::: Text passage
Most upvoted comments

I suppose we could just manually delete the group for the AnnData h5’s we create

It looks like some other users of this library do that:

But searching for hdf5 __DATA_TYPES__ mostly looks like people trying to work around this being added.

Thanks for the prompt feedback!

This is the file generated by the Python mwe above after accessing it with JHDF5. The difference in the output of h5dump is shown in the following.

1c1
< HDF5 "before.h5ad" {
---
> HDF5 "after.h5ad" {
57a58,70
>    }
>    GROUP "__DATA_TYPES__" {
>       DATATYPE "Enum_Boolean" H5T_ENUM {
>          H5T_STD_I8LE;
>          "FALSE"            0;
>          "TRUE"             1;
>       };
>       DATATYPE "String_VariableLength" H5T_STRING {
>          STRSIZE H5T_VARIABLE;
>          STRPAD H5T_STR_NULLTERM;
>          CSET H5T_CSET_ASCII;
>          CTYPE H5T_C_S1;
>       };

This more or less matches how you reproduced the issue. Your solution is a great drop-in replacement for reading these kinds of files, thanks a lot! It would be great, though, if this could be the default behavior in future versions to facilitate collaboration across language boundaries. Does this being in the ad.experimental namespace mean that this is already planned for a future release?

I can reproduce with:

import anndata as ad, numpy as np, h5py

a = ad.AnnData(np.ones((5, 5)))
a.write("tmp.h5ad")

with h5py.File("tmp.h5ad", "r+") as f:
    f.create_group("__DATA_TYPES__")

ad.read_h5ad("tmp.h5ad")

You can get around this right now with:

with h5py.File("tmp.h5ad", "r") as f:
    result = ad.experimental.read_elem(f)
::::::
::: Records to use
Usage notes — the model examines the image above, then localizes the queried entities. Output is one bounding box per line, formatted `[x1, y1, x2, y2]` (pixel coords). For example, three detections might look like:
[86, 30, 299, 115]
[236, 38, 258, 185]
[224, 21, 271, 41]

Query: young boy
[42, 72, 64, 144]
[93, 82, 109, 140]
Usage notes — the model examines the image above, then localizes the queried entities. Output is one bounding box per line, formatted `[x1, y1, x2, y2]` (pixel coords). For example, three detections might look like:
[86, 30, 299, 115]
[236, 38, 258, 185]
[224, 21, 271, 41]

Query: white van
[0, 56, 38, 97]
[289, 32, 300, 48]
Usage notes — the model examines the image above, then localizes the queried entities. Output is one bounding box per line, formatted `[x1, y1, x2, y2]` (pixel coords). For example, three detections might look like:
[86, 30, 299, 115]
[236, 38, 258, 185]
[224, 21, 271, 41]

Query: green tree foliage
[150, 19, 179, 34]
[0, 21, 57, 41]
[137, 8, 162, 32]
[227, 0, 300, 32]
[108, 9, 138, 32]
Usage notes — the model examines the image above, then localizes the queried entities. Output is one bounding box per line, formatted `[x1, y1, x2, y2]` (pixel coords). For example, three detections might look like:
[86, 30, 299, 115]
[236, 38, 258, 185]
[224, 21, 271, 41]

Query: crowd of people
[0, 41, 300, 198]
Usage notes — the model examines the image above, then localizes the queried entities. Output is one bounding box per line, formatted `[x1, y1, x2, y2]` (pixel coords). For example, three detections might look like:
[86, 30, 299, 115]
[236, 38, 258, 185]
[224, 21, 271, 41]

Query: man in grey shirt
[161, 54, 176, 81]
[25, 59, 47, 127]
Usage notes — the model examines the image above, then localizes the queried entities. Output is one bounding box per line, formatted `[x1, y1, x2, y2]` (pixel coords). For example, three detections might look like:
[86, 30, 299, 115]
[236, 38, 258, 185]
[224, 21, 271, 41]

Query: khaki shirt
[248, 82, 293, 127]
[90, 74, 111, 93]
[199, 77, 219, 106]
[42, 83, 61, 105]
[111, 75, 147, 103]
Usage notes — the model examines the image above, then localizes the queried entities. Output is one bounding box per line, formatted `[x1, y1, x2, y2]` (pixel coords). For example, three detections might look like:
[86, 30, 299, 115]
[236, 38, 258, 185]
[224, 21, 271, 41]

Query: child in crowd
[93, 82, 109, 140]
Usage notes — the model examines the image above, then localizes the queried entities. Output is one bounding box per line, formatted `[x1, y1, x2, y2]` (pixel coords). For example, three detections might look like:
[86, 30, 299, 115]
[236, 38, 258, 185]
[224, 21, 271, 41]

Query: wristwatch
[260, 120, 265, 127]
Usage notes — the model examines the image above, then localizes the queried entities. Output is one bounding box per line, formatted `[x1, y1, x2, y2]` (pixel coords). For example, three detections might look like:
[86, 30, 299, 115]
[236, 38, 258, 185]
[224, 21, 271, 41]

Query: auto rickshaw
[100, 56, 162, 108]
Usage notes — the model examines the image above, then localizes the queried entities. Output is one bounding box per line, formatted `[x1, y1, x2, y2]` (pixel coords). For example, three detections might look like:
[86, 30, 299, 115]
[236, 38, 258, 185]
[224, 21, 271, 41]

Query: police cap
::::::
# Required task A:
Quote the forum thread on AnnData files word for word, starting at "But searching for" and ending at "in the following.".
# Required task B:
Put the rows into a Markdown table with the columns Number and Entry, starting at the first row and ending at the row that contains "[289, 32, 300, 48]", both included. Leave out blank lines.

# Full answer A:
But searching for hdf5 __DATA_TYPES__ mostly looks like people trying to work around this being added.

Thanks for the prompt feedback!

This is the file generated by the Python mwe above after accessing it with JHDF5. The difference in the output of h5dump is shown in the following.

# Full answer B:
| Number | Entry |
|---|---|
| 1 | Usage notes — the model examines the image above, then localizes the queried entities. Output is one bounding box per line, formatted `[x1, y1, x2, y2]` (pixel coords). For example, three detections might look like: |
| 2 | [86, 30, 299, 115] |
| 3 | [236, 38, 258, 185] |
| 4 | [224, 21, 271, 41] |
| 5 | Query: young boy |
| 6 | [42, 72, 64, 144] |
| 7 | [93, 82, 109, 140] |
| 8 | Usage notes — the model examines the image above, then localizes the queried entities. Output is one bounding box per line, formatted `[x1, y1, x2, y2]` (pixel coords). For example, three detections might look like: |
| 9 | [86, 30, 299, 115] |
| 10 | [236, 38, 258, 185] |
| 11 | [224, 21, 271, 41] |
| 12 | Query: white van |
| 13 | [0, 56, 38, 97] |
| 14 | [289, 32, 300, 48] |